TEXT BLOCK >>

>> Start

A Talk With Bill Clinton

The President shows himself to be at once confident about what we should do to better life for the next generation and guarded about how much we can achieve toward that end

A FEW months ago editors from this magazine interviewed President Bill Clinton in the White House for just under an hour. The physical setting for dealing with a President is usually grander than that for encountering most other politicians, and theoretically calmer. The typical congressional office is cramped enough that an interviewer can hear aides yelling in the next room, "Yeah, he'll get right back to you -- he'll be done with his three o'clock in a minute." The Oval Office, in contrast, is the only uncramped area in the otherwise jam-packed suite of offices in the West Wing of the White House, and one is meant upon stepping into it to be struck by its sense of space and serenity.

Bill ClintonAny competent politician knows how to act as if the visitor of the moment were the most fascinating human specimen imaginable. But all around a President are people looking at their wristwatches, a photographer snapping official mementos of the meeting, someone recording every word the President utters in interview situations, and a variety of other assistants whose interest in the visitor begins and ends with whether he or she will get out of there on time.

We encountered Bill Clinton at the end of a day (June 25) that was an extreme example of the meter-is-running nature of his life. Earlier Clinton had met with the Presidents of Estonia, Latvia, and Lithuania -- an event that was no doubt front-page news in the Baltic States but was barely mentioned in the United States. Soon afterward he had a similar meeting with the President of Uzbekistan. The next morning he was scheduled to travel to France for the annual G-7 meeting of leaders of major industrial nations.

>> End

EXTRACTED DATA >>
>> Start

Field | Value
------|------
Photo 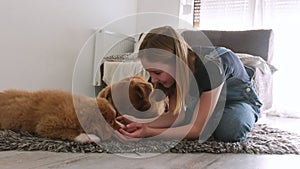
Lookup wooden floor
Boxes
[0,118,300,169]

>> End

TO-DO LIST >>
A. In the Clinton interview text, which countries had Presidents that Clinton met on June 25?
B. From the Clinton interview text, extract the passage starting at "The President shows" and ending at "space and serenity.".

ANSWER SET >>
A. Estonia, Latvia, Lithuania, Uzbekistan

B.
The President shows himself to be at once confident about what we should do to better life for the next generation and guarded about how much we can achieve toward that end

A FEW months ago editors from this magazine interviewed President Bill Clinton in the White House for just under an hour. The physical setting for dealing with a President is usually grander than that for encountering most other politicians, and theoretically calmer. The typical congressional office is cramped enough that an interviewer can hear aides yelling in the next room, "Yeah, he'll get right back to you -- he'll be done with his three o'clock in a minute." The Oval Office, in contrast, is the only uncramped area in the otherwise jam-packed suite of offices in the West Wing of the White House, and one is meant upon stepping into it to be struck by its sense of space and serenity.